* **REQUIREMENT 1**:
Answer these from the announcement about the Stephens College screenwriting program:
(a) What is Dr. Leslie Willey's title?
(b) How many faculty mentors does the program feature?
(c) Around what subject did Welch create a set of courses?
* **REQUIREMENT 2**: Extend the announcement about the Stephens College screenwriting program, picking up after its final sentence.

* **EXTRACT TO READ**:
I am pleased to share with you the following announcement about an exciting change of leadership for the Stephens College MFA in TV and Screenwriting program. Congratulations to the team and thank you for all of your hard work building an amazing program.
– Dr. Leslie Willey, Stephens College Vice President for Academic Affairs

Rmw profile 2019The Stephens College MFA in TV and Screenwriting  established in 2014, has named Dr. Rosanne Welch as the new executive director. Program founder and former director Ken LaZebnik will serve as Writer-in-Residence, while Khanisha Foster ’17, a graduate of the M.F.A. program, will serve as associate director. The program also features 15 faculty mentors and a rotating group of guest lecturers, all working writers, members of the Writers Guild and successful industry professionals.

Welch has served as a faculty member in the M.F.A. program since its start, creating a set of courses around the history of screenwriting, and teaching courses in one-hour drama. Her television writing credits include “Beverly Hills 90210,” “Picket Fences,” “ABC News: Nightline” and “Touched by an Angel.”

* **DATA SUPPLIED**:
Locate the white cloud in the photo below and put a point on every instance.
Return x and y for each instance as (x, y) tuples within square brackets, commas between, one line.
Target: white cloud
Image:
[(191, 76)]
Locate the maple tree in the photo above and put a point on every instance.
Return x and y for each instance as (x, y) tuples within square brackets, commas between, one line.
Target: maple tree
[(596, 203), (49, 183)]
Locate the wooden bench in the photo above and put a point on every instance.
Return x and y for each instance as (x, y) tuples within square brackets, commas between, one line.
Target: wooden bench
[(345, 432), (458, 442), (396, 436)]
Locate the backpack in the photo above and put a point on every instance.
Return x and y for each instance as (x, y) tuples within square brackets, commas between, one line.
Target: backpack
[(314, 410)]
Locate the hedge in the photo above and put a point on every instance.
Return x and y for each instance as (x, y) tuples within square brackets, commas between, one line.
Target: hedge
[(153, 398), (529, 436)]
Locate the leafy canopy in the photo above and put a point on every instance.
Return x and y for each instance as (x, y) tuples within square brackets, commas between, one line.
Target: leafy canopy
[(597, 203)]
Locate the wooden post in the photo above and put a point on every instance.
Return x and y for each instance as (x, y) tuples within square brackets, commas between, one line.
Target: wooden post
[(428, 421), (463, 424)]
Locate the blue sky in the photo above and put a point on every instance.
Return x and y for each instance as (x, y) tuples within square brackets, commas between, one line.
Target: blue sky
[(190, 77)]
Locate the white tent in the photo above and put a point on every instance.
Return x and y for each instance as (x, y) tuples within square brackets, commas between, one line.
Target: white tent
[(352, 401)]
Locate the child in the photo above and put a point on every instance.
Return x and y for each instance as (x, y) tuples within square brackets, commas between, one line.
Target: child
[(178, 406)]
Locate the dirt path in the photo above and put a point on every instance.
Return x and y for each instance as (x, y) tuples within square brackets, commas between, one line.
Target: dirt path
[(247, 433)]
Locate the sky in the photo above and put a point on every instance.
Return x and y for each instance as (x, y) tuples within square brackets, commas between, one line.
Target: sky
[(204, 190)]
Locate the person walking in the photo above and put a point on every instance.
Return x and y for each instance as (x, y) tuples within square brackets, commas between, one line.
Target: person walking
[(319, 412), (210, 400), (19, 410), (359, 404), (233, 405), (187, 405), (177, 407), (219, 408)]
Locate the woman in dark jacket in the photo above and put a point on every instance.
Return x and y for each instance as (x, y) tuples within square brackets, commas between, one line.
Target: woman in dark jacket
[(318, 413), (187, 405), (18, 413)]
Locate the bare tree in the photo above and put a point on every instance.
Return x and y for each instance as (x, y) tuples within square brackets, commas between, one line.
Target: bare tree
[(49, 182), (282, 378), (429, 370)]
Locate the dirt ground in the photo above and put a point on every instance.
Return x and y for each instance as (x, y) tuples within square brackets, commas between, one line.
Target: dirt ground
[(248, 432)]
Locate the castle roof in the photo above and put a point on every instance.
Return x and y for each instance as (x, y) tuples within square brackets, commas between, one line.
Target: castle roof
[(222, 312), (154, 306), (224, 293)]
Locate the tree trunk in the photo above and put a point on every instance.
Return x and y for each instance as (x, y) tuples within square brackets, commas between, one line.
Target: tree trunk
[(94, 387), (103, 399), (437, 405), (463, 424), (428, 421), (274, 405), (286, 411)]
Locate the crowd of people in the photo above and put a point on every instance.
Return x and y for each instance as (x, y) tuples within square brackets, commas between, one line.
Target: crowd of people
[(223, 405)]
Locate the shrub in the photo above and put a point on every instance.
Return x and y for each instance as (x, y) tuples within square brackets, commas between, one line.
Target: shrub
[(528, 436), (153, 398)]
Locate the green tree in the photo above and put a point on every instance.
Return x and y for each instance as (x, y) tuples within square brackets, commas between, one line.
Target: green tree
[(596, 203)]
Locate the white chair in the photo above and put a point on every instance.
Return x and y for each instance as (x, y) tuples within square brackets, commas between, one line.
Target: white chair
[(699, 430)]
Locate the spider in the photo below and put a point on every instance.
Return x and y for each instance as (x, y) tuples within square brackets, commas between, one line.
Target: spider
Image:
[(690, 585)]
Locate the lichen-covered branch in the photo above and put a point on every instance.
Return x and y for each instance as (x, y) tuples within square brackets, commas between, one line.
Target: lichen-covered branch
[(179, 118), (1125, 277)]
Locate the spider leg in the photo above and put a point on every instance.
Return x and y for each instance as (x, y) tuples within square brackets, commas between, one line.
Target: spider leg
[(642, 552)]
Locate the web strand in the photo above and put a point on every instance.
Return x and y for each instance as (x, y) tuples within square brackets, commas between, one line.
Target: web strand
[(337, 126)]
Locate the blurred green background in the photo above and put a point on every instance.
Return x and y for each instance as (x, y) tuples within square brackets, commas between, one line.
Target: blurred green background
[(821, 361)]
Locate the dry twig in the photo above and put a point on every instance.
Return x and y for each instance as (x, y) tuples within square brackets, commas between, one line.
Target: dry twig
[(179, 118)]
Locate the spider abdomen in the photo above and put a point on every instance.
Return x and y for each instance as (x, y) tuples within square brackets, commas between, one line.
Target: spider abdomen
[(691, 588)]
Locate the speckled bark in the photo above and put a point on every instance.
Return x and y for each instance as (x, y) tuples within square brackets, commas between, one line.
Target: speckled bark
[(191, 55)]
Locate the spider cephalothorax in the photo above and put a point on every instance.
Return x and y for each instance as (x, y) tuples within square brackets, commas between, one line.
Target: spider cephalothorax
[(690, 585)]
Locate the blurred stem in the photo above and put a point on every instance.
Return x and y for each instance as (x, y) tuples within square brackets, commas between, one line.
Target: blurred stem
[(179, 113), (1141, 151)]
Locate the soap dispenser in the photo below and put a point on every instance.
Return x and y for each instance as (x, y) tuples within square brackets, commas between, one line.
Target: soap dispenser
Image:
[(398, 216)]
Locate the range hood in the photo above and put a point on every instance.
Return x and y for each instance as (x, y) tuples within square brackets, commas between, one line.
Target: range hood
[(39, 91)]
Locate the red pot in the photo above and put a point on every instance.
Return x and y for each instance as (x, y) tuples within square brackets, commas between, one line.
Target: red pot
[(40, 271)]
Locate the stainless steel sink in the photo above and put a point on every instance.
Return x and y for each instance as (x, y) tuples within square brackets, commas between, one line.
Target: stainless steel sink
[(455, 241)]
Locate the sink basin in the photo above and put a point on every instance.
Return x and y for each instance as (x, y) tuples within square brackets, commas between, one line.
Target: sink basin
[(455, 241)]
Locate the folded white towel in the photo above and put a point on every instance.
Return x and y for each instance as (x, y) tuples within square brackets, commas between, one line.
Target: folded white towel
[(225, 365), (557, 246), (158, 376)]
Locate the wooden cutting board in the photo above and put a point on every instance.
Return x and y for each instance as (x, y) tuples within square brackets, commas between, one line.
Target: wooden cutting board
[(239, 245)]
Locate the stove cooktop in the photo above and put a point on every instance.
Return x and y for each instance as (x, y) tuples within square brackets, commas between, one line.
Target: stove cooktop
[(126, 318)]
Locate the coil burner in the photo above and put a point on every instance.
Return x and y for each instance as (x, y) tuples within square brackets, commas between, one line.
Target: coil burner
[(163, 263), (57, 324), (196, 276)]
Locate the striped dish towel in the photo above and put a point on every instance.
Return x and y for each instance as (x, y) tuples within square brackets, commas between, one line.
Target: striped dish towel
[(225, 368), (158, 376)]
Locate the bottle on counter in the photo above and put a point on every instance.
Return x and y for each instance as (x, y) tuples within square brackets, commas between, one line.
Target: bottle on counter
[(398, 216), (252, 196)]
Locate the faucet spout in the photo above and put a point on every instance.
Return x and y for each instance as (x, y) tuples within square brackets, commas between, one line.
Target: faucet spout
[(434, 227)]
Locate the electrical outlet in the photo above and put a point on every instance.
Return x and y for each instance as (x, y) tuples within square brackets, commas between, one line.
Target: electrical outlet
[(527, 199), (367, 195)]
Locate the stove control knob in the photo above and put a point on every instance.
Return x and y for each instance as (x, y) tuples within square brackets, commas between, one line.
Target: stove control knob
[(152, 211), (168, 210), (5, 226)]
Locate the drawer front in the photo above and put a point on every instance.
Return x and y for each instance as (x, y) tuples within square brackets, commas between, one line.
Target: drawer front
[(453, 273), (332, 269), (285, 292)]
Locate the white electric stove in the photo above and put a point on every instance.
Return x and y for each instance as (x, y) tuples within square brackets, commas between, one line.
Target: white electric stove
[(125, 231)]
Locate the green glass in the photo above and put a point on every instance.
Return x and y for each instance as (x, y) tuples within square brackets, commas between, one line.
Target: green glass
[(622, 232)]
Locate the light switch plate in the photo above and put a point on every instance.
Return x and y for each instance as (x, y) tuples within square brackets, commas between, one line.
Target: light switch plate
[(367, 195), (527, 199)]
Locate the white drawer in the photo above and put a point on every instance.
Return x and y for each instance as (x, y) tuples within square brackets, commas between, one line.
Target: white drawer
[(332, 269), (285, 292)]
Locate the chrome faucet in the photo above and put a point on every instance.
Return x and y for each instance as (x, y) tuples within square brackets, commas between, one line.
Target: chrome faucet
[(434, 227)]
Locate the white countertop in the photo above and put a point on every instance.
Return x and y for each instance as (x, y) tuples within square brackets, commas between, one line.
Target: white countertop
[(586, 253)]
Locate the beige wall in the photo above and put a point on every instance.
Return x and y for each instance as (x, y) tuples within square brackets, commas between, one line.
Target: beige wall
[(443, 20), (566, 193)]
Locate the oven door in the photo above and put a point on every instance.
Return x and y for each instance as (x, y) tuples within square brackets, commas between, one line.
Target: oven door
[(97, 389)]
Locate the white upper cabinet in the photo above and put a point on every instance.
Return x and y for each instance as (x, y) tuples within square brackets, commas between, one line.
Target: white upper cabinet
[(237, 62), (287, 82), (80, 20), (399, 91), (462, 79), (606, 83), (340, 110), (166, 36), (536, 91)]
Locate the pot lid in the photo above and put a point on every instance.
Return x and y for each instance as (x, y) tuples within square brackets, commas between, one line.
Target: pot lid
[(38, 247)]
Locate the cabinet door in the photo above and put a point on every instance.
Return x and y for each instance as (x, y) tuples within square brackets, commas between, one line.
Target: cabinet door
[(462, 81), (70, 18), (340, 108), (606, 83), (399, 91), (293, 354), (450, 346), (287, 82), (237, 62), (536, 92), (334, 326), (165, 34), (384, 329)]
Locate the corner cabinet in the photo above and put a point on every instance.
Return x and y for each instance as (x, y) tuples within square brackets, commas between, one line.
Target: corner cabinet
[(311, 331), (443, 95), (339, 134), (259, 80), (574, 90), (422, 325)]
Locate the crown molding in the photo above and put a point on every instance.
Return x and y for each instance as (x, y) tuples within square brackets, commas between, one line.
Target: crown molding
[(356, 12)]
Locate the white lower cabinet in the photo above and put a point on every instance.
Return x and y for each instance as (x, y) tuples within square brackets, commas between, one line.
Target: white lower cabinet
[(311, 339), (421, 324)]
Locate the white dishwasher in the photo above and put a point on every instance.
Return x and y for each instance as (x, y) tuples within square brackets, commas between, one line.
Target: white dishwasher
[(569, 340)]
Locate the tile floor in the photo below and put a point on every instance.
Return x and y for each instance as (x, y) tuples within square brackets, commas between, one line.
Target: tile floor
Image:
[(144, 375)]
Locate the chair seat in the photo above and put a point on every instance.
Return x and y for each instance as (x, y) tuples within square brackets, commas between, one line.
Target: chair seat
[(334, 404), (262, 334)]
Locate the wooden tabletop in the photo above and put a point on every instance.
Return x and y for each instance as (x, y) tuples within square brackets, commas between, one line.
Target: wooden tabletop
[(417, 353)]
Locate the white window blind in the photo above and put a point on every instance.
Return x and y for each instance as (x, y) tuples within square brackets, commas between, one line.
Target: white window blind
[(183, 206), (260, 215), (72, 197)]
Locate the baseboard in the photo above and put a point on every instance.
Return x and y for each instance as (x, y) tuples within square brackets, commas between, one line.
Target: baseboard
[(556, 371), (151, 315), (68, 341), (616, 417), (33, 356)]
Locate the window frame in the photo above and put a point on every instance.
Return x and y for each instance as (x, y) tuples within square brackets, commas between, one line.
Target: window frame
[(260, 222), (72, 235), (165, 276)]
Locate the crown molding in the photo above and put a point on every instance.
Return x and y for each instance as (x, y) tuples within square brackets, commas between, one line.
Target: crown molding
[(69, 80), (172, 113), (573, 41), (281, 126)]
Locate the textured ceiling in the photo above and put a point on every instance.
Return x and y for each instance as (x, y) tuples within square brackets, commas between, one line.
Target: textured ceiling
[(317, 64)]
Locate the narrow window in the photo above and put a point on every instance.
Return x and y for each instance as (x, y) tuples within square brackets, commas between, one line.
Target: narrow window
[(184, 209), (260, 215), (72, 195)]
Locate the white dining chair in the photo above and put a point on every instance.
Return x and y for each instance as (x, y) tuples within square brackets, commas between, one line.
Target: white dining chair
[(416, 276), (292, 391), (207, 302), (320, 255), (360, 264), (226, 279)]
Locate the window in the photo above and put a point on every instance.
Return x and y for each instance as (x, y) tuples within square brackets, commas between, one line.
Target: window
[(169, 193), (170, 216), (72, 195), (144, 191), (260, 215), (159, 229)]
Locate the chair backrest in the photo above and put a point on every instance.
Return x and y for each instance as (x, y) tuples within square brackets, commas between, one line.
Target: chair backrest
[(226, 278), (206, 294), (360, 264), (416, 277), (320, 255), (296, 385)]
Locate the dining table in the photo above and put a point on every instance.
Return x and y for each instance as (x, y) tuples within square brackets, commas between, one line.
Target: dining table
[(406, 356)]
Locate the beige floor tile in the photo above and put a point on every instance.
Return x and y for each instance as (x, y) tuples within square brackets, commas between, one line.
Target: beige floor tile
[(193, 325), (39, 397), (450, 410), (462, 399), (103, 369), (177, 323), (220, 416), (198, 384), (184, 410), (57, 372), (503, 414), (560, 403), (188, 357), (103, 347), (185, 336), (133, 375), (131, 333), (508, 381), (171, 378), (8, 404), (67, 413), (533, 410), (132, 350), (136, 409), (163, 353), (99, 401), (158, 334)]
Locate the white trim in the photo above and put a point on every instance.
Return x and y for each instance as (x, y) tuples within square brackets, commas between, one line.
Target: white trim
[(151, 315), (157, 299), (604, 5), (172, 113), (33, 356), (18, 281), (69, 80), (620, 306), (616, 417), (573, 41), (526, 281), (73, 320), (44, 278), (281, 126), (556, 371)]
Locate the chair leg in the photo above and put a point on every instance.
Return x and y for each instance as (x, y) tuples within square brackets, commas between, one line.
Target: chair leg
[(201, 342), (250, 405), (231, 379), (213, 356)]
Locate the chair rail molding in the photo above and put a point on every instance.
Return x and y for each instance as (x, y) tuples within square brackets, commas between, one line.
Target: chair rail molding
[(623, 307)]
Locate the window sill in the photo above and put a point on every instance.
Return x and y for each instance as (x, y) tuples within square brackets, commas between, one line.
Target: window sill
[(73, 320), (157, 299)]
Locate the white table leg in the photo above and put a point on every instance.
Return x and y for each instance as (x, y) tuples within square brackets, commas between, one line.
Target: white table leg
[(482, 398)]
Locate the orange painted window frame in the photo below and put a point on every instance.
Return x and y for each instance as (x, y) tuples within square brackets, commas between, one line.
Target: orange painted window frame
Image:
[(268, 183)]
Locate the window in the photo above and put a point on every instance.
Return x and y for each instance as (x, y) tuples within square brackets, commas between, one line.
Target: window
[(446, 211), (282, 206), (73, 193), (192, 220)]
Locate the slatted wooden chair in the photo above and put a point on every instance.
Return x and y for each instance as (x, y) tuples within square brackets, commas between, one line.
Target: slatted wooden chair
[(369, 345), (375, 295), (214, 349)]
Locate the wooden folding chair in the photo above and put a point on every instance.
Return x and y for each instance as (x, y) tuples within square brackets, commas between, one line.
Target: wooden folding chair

* **TASK RESPONSE 1**:
(a) Stephens College Vice President for Academic Affairs
(b) 15
(c) The history of screenwriting

* **TASK RESPONSE 2**:
She edited “When Women Wrote Hollywood,” a book of essays published in 2018 that was named runner-up for the Susan Koppelman Award honoring the best anthology, multi-authored or edited book in feminist studies by the Popular Culture Association. She co-edited “Women in American History: A Social, Political, and Cultural Encyclopedia,” which was named to both the 2018 Outstanding References Sources List and the list of Best Historical Materials by the American Library Association, and authored “Why the Monkees Matter: Teenagers, Television and American Popular Culture.”

Welch serves as book reviews editor for the Journal of Screenwriting and on the editorial board for Written By magazine. She was elected to the executive committee of the International Screenwriting Research Network this year for a two-year term.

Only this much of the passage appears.